**Text segment**

* * * *

As I said, converting from Islam is punishable in Iran by death for men and life imprisonment for women. Those considered ethnic Christians, such as Armenians or Assyrians, are allowed to practise their faith among themselves, but ethnic Persians are defined as Muslim, and any Christian activity in the Persian language, Farsi, is illegal. Underground churches are increasingly monitored, which makes some people afraid to attend, and at least 108 Christians have been arrested in the past year. Interrogation methods in prison can be harsh and sexually abusive both to men and to women. Acid attacks on women are, at times, a weekly or daily occurrence. Such blatant, direct and indiscriminate attacks on Christians cannot go on. The UN resolution welcomed pledges by Iranian President Hassan Rouhani on
“important human rights issues, particularly on eliminating discrimination against women and members of ethnic minorities, and on greater space for freedom of expression and opinion.”
However, we do not see that happening; indeed, we see the very opposite.
The alarmingly high frequency of use of the death penalty is often mentioned. Iran continues to execute minors, in violation of international conventions. It has also been noted that there have been juvenile executions for offences that are not considered the most serious crimes. There is clear and regular violation and discrimination against Baha’is, Christians and young people, so we cannot let things go on as they have.
The regime has at least 60 repressive institutions in the country, including several types of anti-riot agencies, several for torture and at least 12 others for filtering websites and controlling emails. Not only has the regime in Iran meddled in the affairs of Iraq, Lebanon and Gaza, but it has even interfered with the BBC Persian TV service, which experienced deliberate interference from within Iran from the first day of the 2009 Iranian presidential election.
Iran’s abhorrent record and contempt for human rights are not just confined to its own state. It exports those things and attempts to implement them beyond its borders. The evil regime in Iran tries to inflict its poisonous ideas on other countries not too far away. Globally, commentary and discourse on the nuclear deal suggests that Iran is joining the civilized world. That was the hope, but the reality is different. The evidence clearly stacks up to suggest the exact opposite. Iran may be seeing an improvement in its relations with the West, but it is not through commitment to human rights or an improvement in the regime’s conduct. We must remember that it is a regime, not a Government or a beacon of democracy. It is a regime that is still, in this day and age, oppressing people within and outside its borders.

* * * *

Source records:

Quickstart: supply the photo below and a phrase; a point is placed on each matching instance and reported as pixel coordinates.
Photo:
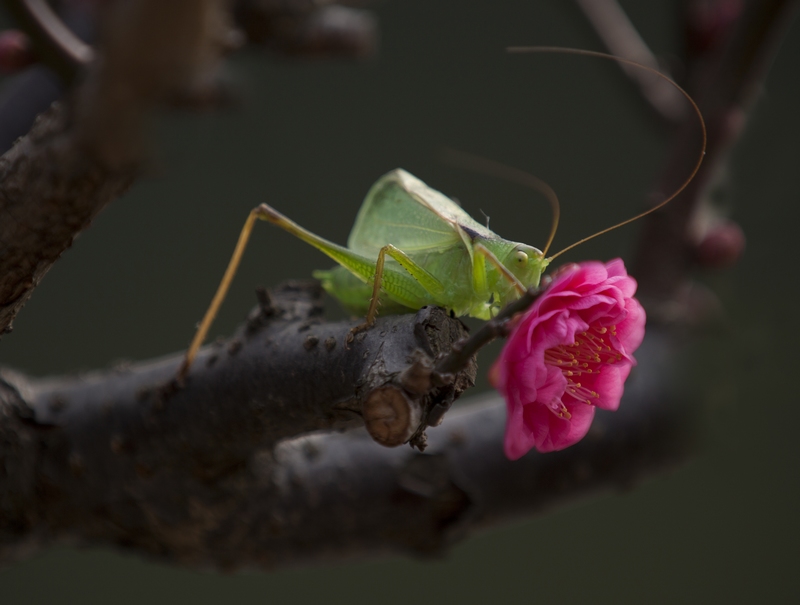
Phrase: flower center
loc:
(591, 351)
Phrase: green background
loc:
(310, 138)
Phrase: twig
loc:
(189, 484)
(621, 39)
(724, 89)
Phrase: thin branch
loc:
(725, 88)
(621, 39)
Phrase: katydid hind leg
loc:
(222, 291)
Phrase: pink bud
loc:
(722, 246)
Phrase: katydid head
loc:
(526, 263)
(624, 62)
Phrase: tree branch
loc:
(200, 478)
(725, 88)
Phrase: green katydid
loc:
(437, 254)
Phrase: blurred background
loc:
(310, 138)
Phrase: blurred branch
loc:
(725, 86)
(216, 471)
(88, 150)
(193, 478)
(621, 39)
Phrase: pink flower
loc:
(569, 353)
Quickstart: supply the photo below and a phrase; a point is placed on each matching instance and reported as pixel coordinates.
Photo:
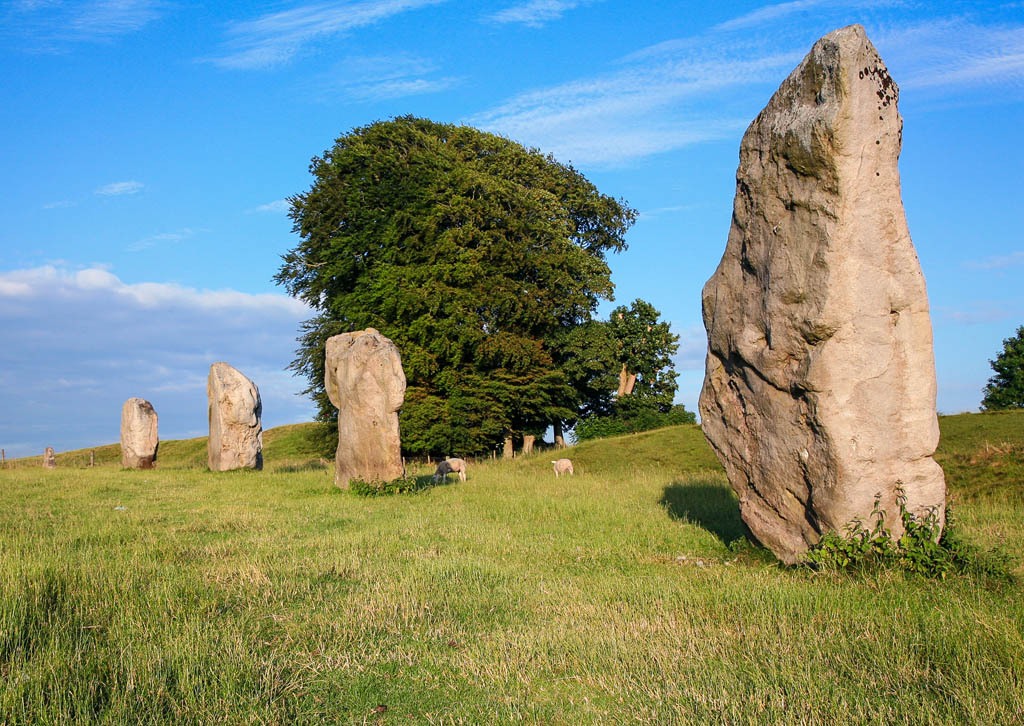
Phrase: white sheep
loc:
(562, 466)
(451, 466)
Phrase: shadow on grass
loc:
(709, 505)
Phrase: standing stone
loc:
(138, 434)
(819, 388)
(365, 380)
(236, 428)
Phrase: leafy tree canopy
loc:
(471, 253)
(644, 346)
(1006, 388)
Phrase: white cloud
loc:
(155, 240)
(79, 342)
(274, 38)
(646, 109)
(536, 12)
(276, 207)
(48, 26)
(998, 261)
(768, 13)
(120, 187)
(380, 78)
(952, 53)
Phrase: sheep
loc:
(562, 466)
(451, 466)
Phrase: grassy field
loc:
(625, 594)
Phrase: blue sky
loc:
(148, 146)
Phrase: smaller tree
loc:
(1006, 388)
(644, 347)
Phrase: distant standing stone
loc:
(365, 380)
(819, 386)
(138, 434)
(236, 427)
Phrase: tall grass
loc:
(625, 594)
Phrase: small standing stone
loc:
(236, 427)
(138, 434)
(365, 380)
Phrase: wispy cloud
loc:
(536, 12)
(380, 78)
(47, 26)
(155, 240)
(648, 108)
(998, 261)
(274, 38)
(768, 13)
(101, 340)
(954, 53)
(279, 206)
(119, 188)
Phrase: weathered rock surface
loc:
(138, 434)
(236, 427)
(365, 380)
(819, 388)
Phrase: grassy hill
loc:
(627, 593)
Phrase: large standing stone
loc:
(365, 380)
(138, 434)
(819, 390)
(236, 428)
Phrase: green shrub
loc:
(403, 485)
(632, 415)
(921, 550)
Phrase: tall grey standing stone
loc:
(138, 434)
(365, 380)
(236, 427)
(819, 387)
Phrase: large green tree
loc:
(1006, 388)
(472, 253)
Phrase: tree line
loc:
(484, 261)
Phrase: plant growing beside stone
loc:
(923, 549)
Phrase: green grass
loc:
(625, 594)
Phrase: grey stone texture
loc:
(236, 425)
(365, 380)
(138, 434)
(819, 387)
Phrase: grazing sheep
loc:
(562, 466)
(451, 466)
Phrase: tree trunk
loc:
(627, 381)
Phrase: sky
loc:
(150, 146)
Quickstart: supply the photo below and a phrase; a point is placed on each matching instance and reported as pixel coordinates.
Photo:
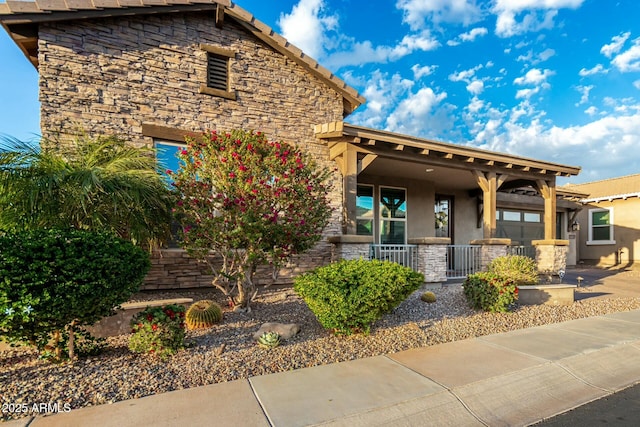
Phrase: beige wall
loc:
(626, 233)
(110, 76)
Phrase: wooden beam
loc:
(365, 162)
(337, 150)
(219, 16)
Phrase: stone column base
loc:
(551, 256)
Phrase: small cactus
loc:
(203, 314)
(269, 340)
(428, 297)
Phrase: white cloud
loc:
(598, 69)
(629, 60)
(527, 93)
(616, 44)
(473, 34)
(534, 76)
(419, 72)
(584, 94)
(417, 12)
(537, 15)
(306, 27)
(592, 111)
(475, 87)
(364, 52)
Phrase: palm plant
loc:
(91, 184)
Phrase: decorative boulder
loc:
(285, 331)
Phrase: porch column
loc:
(489, 182)
(551, 256)
(491, 249)
(432, 257)
(548, 190)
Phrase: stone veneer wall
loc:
(110, 76)
(551, 255)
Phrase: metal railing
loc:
(462, 260)
(529, 251)
(406, 255)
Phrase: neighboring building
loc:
(155, 71)
(609, 221)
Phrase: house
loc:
(156, 70)
(609, 224)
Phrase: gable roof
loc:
(21, 18)
(609, 189)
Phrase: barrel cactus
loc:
(269, 340)
(428, 297)
(203, 314)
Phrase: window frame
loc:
(373, 211)
(219, 53)
(381, 218)
(611, 240)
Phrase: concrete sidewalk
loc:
(508, 379)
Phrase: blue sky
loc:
(556, 80)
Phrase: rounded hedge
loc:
(348, 296)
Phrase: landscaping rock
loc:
(285, 331)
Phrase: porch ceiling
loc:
(443, 178)
(399, 154)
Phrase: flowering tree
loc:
(250, 202)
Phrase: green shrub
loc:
(158, 330)
(348, 296)
(428, 297)
(520, 269)
(490, 292)
(52, 281)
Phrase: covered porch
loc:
(403, 190)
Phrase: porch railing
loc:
(528, 251)
(462, 260)
(406, 255)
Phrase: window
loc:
(166, 153)
(218, 70)
(364, 210)
(601, 227)
(393, 215)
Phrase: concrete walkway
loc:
(508, 379)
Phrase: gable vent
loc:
(217, 71)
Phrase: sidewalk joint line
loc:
(264, 411)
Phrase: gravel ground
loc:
(117, 374)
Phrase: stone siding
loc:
(551, 258)
(111, 76)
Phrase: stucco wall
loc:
(112, 75)
(626, 233)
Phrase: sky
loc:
(554, 80)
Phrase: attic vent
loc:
(217, 71)
(218, 81)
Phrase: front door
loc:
(444, 216)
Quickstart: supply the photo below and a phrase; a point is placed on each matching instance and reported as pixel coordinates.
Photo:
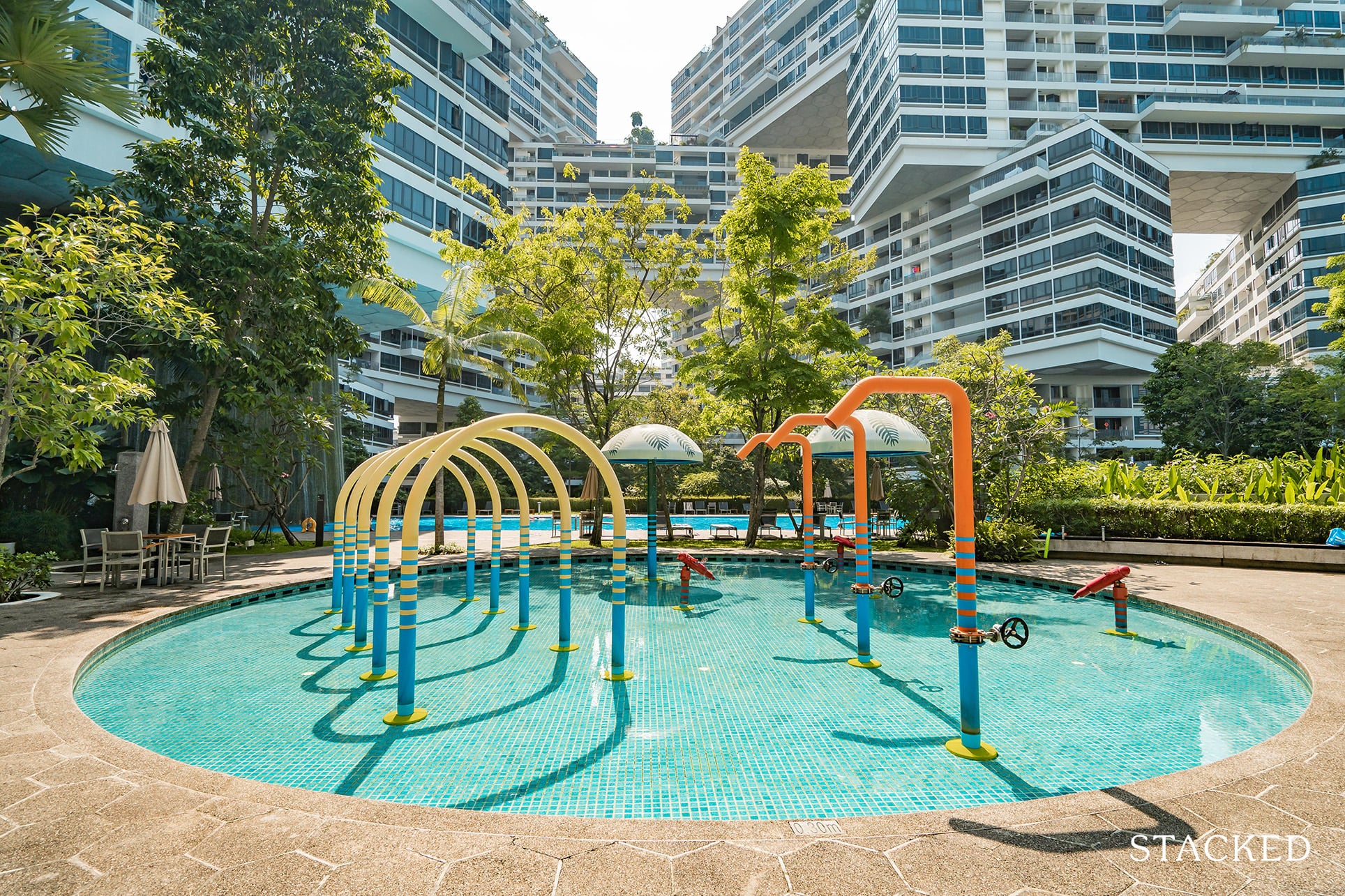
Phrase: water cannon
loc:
(689, 565)
(1114, 579)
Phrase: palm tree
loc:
(455, 333)
(56, 61)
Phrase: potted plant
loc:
(24, 577)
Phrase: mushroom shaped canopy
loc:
(652, 443)
(884, 436)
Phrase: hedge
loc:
(1200, 519)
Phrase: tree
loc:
(75, 292)
(56, 61)
(772, 344)
(273, 182)
(456, 334)
(1208, 397)
(639, 133)
(1014, 434)
(596, 286)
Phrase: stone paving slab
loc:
(82, 812)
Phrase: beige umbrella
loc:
(876, 492)
(158, 479)
(214, 489)
(589, 492)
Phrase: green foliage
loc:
(1004, 541)
(73, 287)
(1233, 400)
(56, 61)
(273, 182)
(772, 344)
(1286, 479)
(1203, 521)
(40, 532)
(1014, 434)
(23, 572)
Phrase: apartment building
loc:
(1262, 286)
(485, 75)
(1021, 166)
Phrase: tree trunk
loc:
(439, 474)
(209, 401)
(759, 459)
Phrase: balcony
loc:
(1226, 22)
(1290, 49)
(1007, 182)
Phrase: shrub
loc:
(39, 532)
(1005, 541)
(1197, 519)
(23, 572)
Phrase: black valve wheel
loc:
(1013, 631)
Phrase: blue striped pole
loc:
(362, 576)
(525, 537)
(495, 568)
(969, 673)
(338, 557)
(471, 560)
(652, 519)
(380, 670)
(407, 711)
(619, 671)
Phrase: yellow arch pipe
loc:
(444, 446)
(562, 495)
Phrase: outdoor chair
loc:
(213, 545)
(768, 524)
(124, 551)
(92, 544)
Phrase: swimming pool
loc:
(737, 711)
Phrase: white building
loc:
(485, 73)
(1023, 166)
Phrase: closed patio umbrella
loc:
(158, 479)
(589, 492)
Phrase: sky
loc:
(634, 47)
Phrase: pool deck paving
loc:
(84, 812)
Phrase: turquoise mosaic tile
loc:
(737, 711)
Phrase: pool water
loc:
(736, 712)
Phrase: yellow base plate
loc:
(984, 755)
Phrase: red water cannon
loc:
(1114, 579)
(689, 565)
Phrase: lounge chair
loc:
(92, 544)
(124, 551)
(768, 524)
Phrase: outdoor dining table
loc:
(163, 541)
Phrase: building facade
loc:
(1023, 167)
(485, 75)
(1263, 284)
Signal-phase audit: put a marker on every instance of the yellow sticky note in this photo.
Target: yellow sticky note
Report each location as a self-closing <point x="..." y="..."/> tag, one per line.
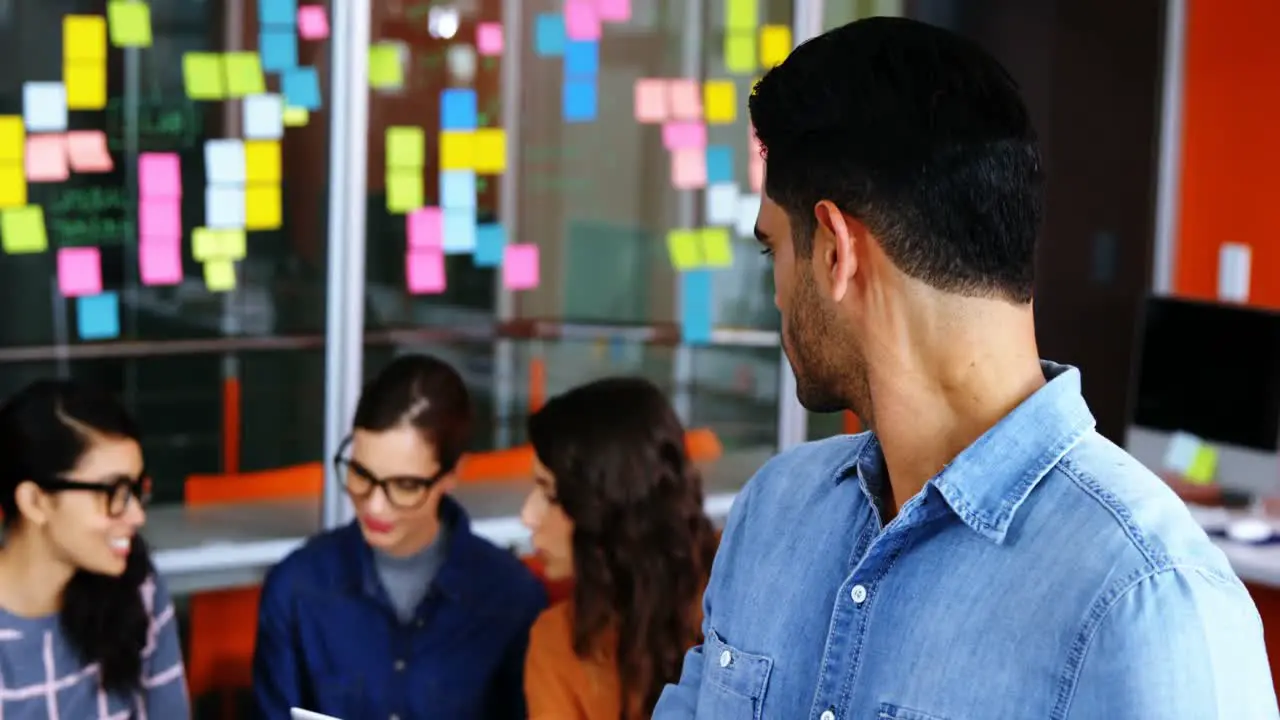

* * * *

**Written request**
According to the text on human rights in Iran, how many Christians have been arrested in the past year? Use only the text on human rights in Iran for your answer.

**Answer to this exercise**
At least 108.